Start of Text shown

Demonstrating the randomness of my corner of the universe, I twigged to working on the scalar and vector potentials recently. I'm not sure how much of my library covers them.
Feynman scatters his material across several chapters of Volume II
II-2 Differential Calculus of Vector Fields
II-15 Vector Potential
II-25 Electrodynamics in Relativistic Notation
Carver Mead also discusses it in Collective Electro Dynamics, and there is some information in Griffiths.
But I wasn't quite finding what I was looking for - a demonstration of the theorems from which the scalar and vector potential follow.
The derivation of the scalar and vector potentials rests on two theorems.
∇ ∙ B = 0 ↔ B = ∇ x A
∇ x F = 0 ↔ F = ∇ ψ
The drill in both cases is the same - right to left is completely straightforward, but left to right requires a process for discovering the potential.
The first of these is outlined as a problem in Griffiths (5.30). We can write out the vector B as ( Bx, By, Bz ).
∇ ∙ B = 0
therefore ∂Bx/∂x + ∂By/∂y + ∂Bz/∂z = 0
therefore ∂Bx/∂x = - ( ∂By/∂y + ∂Bz/∂z )
Now A is vector, and we can discover an A that satisfies the equation by discovering (Ax,Ay,Az). From the definition of the cross product, you can deduce that A ∇ (B+C) = A ∇ B + A ∇ C. Using the result from the second theorem, right to left, it follows that B = ∇ ⨯ A implies B = ∇ ⨯ ( A + ∇ ψ ), because the latter addend has no cross product of its own.
Therefore, there's a degree of freedom available, which is used at once to make life easier. Assume that Ax = 0 ! Now the equations of the cross product are reduce to:
Bx = ∂Ay/∂z - ∂Az/∂y
By = - ∂Az/∂x
Bz = ∂Ay/∂x
The latter two, from the Fundamental Theorem of calculus, produce
Ay = ( ∫ Bz(t,y,z) dt ) + C
Az = D - ( ∫ By(t,y,z) dt )
so now we just need to satisfy one more equation. We don't need both constants, so it's easier at this point to take C=0, and solve the first equation.
Bx(x,y,z)

End of Text shown
Start of Task inputs

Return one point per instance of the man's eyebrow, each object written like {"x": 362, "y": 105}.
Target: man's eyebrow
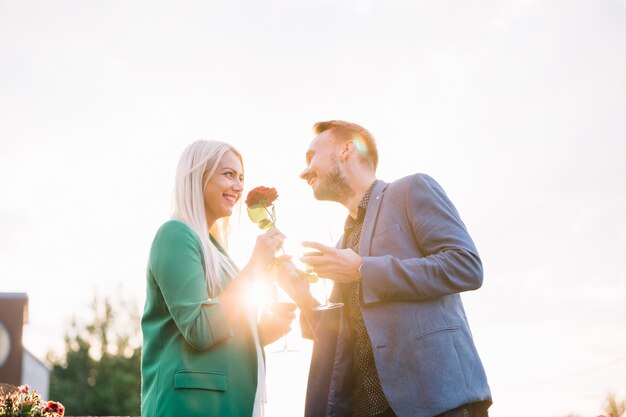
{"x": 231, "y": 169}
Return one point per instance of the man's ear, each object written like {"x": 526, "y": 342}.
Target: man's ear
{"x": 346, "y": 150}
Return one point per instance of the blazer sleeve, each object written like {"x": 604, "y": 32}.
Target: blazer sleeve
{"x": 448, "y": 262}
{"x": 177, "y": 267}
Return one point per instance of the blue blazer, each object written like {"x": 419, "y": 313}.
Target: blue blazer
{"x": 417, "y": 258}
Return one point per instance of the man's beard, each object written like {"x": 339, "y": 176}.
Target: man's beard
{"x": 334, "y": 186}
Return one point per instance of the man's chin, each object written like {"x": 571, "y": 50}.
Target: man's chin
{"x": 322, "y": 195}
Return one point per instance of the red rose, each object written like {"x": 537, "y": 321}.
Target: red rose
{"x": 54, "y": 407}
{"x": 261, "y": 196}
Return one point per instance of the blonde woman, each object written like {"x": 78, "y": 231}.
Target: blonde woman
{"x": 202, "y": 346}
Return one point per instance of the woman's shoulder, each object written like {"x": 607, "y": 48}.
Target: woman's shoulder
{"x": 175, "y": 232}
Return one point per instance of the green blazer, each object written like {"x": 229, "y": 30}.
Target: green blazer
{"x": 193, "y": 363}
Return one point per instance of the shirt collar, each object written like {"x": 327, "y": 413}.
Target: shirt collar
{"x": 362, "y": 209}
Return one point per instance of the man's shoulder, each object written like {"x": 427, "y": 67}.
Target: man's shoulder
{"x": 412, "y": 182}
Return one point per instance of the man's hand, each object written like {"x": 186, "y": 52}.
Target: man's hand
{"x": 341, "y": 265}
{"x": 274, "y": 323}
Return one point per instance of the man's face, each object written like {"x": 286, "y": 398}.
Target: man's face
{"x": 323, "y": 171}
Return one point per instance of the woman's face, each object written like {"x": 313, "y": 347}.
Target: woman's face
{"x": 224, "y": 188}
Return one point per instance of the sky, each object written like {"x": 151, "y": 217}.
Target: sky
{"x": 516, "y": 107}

End of Task inputs
Start of Task inputs

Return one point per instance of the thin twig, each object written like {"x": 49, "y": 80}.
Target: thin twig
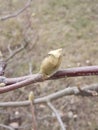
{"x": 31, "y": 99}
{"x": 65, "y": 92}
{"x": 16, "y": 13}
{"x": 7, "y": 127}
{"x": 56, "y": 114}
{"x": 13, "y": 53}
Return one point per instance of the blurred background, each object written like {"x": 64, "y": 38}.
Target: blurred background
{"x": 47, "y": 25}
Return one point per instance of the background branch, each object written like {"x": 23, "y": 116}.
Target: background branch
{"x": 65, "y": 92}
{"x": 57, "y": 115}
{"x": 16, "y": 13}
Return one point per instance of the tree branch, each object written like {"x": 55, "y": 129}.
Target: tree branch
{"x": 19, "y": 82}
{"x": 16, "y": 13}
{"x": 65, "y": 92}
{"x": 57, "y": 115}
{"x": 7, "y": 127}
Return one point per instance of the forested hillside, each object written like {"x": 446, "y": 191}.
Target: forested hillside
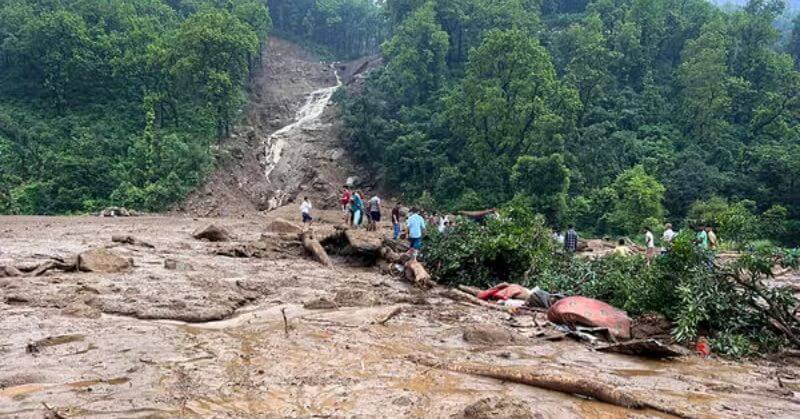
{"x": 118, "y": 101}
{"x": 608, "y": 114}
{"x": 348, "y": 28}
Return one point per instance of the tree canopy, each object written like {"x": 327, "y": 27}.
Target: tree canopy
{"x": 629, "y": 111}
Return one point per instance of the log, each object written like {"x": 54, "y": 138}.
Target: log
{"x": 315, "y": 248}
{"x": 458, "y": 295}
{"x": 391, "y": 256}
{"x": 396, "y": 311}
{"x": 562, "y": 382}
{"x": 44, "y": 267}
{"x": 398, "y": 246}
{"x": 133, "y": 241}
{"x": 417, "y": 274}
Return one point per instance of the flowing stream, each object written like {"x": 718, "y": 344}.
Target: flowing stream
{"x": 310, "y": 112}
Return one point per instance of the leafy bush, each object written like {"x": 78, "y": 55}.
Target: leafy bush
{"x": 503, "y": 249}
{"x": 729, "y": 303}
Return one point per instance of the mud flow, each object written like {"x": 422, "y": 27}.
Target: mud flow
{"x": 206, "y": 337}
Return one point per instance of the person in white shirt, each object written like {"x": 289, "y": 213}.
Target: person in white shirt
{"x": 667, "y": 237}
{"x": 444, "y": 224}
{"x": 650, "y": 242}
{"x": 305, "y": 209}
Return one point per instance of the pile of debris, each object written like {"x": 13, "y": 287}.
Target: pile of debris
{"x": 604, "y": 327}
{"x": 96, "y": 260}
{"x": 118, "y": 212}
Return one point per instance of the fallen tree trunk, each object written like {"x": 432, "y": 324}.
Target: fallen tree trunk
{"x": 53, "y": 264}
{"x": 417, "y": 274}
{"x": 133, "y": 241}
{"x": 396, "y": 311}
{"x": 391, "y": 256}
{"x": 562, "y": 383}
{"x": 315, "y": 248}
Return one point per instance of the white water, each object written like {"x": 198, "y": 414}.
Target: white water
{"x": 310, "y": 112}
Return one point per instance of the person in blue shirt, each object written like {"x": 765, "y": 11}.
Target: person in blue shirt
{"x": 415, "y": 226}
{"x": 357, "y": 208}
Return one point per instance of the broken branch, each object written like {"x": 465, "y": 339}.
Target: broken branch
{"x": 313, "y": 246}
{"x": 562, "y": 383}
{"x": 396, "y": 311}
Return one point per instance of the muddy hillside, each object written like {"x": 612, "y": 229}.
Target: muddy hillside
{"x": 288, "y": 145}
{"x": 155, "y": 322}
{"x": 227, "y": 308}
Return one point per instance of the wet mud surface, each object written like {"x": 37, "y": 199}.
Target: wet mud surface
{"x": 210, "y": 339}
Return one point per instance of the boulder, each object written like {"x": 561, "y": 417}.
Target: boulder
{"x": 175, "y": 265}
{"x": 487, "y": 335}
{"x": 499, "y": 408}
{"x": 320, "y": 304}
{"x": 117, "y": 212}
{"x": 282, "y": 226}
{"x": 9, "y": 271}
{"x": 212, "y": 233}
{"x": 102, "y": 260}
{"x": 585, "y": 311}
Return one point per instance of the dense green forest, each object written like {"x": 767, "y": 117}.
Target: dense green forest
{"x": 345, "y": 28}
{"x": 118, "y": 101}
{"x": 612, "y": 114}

End of Task inputs

#### [What is asked]
1/ Reproduce the post on scalar and vector potentials from "The derivation of" to "discovering the potential.".
2/ Collect every line of the rows that contains the string "beard".
The text and the rows have no connection to each other.

#### [Answers to the problems]
1/
The derivation of the scalar and vector potentials rests on two theorems.
∇ ∙ B = 0 ↔ B = ∇ x A
∇ x F = 0 ↔ F = ∇ ψ
The drill in both cases is the same - right to left is completely straightforward, but left to right requires a process for discovering the potential.

2/
Return one point per instance of the man's beard, each object written like {"x": 339, "y": 176}.
Target: man's beard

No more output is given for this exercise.